Where features are the same for both sexes, three times as many male bodies as female ones were illustrated in the six anatomical textbooks and six texts studied (14% compared to 4%, while in the remaining images it was not possible to deduce the gender of the body), according to the study that will be presented by its author, María José Barral, a medicine professor at the University of Zaragoza, at the Women, Health and Gender Forum, being held today and tomorrow.

“Each body has individual features, and the more you see the more points of reference you have – this is an advantage in clinical practice,” the researcher told SINC. “We’re not dealing only with diseases, but people with diseases.”

The six North American manuals studied used male bodies in 17% of cases and female ones in 5% to illustrate “neutral body parts”, while the six European ones used male images 12% of the time and female ones only 2%.

People of Caucasian ethnicity were the only ones represented in nine of the 12 manuals (all the European ones and half the North American ones), and were in the majority in the other three. Only one of the textbooks studied showed “parity in male and female images” and represented other ethnicities, although Caucasians still predominated.

False associations

The central nervous system was presented exclusively using male bodies in the six European manuals and in one of the North American ones. There was not one female image of the lower limbs in four of the manuals (three European and one North American), nor of the upper ones in eight of them (five European and three North American).

* [Records]
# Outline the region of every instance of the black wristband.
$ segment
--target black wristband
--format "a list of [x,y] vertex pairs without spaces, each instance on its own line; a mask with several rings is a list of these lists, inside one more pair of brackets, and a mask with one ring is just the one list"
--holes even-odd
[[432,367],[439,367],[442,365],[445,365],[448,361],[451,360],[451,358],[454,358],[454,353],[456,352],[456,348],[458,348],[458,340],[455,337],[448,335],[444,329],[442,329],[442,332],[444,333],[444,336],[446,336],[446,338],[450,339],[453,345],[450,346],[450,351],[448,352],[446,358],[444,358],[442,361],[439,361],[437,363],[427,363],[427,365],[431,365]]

* [Problem set]
1 – According to the anatomy textbook passage, in how many of the 12 manuals were people of Caucasian ethnicity the only ones represented?
2 – Write the next part of the anatomy textbook passage, following on from its last sentence.
The items are separate material and have no connection to the anatomy textbook passage.

* [Task results]
1 – Nine of the 12: all the European manuals and half of the North American ones.

2 –
In some books, the circulatory system was mainly illustrated in female bodies while the nervous system was presented in males, with the locomotive system equally divided. The researcher raises the question of whether this is due to thought being considered a male attribute and nutrition a female one.

“Sociocultural contamination is evident in some of the images,” she said, such as the fluctuating size of women’s bodies in line with changing fashions, or the representation of social stereotypes.

Most of the hands illustrated are male. Barral asks whether this is intended to show that “manipulation, a sign of our species’ evolution” is a male feature.

“Medical research in terms of the diagnosis, treatment and prevention of diseases has been focused on this model of white, heterosexual men, who are a minority on this planet, and this does not reflect true diversity,” the researcher said.

The scientist says many of the doses for pharmaceutical drugs have been calculated using this body model as a basis, without taking differences into account, and that this is only now being corrected. “You are prescribed a dose for another body,” she stressed. “Using only one body type as a model and treating the rest as variations is dangerous for health,” she told SINC.

Dismantling male/ female dichotomies

The researcher also points out that using female bodies to illustrate body parts that are identical in both sexes is a recent development. “Up until virtually the 1990s, male Caucasians were used exclusively to represent anatomical bodies, with female bodies appearing only in fragments to represent their sexual organs.”

Barral points out that these biased views persist, with an image appearing in the popular science magazine Mente y Cerebro as late as 2003 that made the female brain appear to come between that of a child and an adult male in the evolutionary process.

Biological dichotomies and stereotypical male and female sexual behaviour are omnipresent in scientific texts, even though the scientific evidence does not support this, since diversity is the norm in nature, says the researcher.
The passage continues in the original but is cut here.